DIRECTIONS -
Say how many lines in the following entries include "these", and add nothing else.

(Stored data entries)
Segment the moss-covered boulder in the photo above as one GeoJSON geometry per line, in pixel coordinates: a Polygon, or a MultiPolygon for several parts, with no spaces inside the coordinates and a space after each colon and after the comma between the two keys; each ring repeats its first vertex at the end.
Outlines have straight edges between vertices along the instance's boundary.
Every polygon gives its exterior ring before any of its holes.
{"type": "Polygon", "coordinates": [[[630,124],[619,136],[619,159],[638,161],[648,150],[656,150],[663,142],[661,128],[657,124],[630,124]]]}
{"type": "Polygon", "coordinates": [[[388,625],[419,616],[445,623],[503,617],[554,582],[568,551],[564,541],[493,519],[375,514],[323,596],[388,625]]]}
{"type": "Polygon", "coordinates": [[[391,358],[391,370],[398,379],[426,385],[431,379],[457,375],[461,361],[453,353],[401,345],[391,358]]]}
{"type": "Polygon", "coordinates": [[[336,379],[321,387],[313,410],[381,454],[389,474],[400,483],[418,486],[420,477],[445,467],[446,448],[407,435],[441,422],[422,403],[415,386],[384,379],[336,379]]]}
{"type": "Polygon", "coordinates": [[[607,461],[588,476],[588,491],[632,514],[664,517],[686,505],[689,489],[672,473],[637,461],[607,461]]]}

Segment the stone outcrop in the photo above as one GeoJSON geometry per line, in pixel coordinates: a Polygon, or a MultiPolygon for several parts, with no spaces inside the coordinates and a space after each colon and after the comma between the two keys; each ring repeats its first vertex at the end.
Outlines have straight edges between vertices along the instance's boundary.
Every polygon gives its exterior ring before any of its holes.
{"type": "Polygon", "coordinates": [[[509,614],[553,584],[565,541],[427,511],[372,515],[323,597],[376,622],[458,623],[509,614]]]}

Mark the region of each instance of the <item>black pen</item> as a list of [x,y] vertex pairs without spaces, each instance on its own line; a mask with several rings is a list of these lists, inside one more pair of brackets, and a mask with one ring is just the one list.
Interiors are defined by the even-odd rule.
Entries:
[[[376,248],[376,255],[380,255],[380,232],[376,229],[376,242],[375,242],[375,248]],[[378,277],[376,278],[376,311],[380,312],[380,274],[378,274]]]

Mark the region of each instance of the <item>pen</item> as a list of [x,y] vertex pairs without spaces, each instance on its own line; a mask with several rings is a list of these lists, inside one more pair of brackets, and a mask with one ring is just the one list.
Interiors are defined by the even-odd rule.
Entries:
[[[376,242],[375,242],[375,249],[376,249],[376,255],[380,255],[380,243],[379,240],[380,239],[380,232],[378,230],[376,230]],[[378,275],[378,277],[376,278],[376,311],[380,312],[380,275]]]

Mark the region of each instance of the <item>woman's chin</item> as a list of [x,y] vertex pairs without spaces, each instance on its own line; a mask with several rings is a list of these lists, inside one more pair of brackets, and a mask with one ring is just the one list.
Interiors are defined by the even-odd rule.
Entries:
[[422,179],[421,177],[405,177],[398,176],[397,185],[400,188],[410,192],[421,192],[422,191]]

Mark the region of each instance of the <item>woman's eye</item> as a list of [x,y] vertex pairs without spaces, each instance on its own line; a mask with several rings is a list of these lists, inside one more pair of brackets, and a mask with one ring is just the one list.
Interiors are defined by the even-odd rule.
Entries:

THE COMPLETED TASK -
4